**Task set**
1: Answer these questions using the entry:
(a) On what date was it written?
(b) What did the writer have on when going upstairs?
(c) How old is Morgan?
2: Using the entry, explain why the writer went upstairs.

**Extract**
Thursday, 22 September 2011
10:03:40 PM (GMT)
I am so fucking ready to rip your big cocky head right off your fucking neck. You
inconsiderate, motherfucking, heartless monster. You have no respect for anyone but
yourself, and you fail to be what I have to live each and every single day calling
you. My father. You can't even fucking take care of a baby.
It's fucking nine forty five pm. I'm in my room, ordered by my "father". I heard my
little cousin crying, so I went upstairs with bunny ears on to try and get her to
calm down so she'll go to sleep. "Dad" found out I was upstairs, got mad, and sent me
to my room. My little cousin, Morgan, 1 year and 3.5 months, cries herself to sleep.

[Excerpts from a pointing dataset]
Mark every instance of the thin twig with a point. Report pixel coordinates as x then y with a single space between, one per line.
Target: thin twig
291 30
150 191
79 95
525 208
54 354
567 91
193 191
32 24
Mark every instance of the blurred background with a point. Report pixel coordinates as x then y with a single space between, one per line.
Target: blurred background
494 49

**Outputs in order**
1:
(a) Thursday, 22 September 2011.
(b) Bunny ears.
(c) 1 year and 3.5 months.

2: The writer heard their little cousin crying and went upstairs to try to calm her down so that she would go to sleep.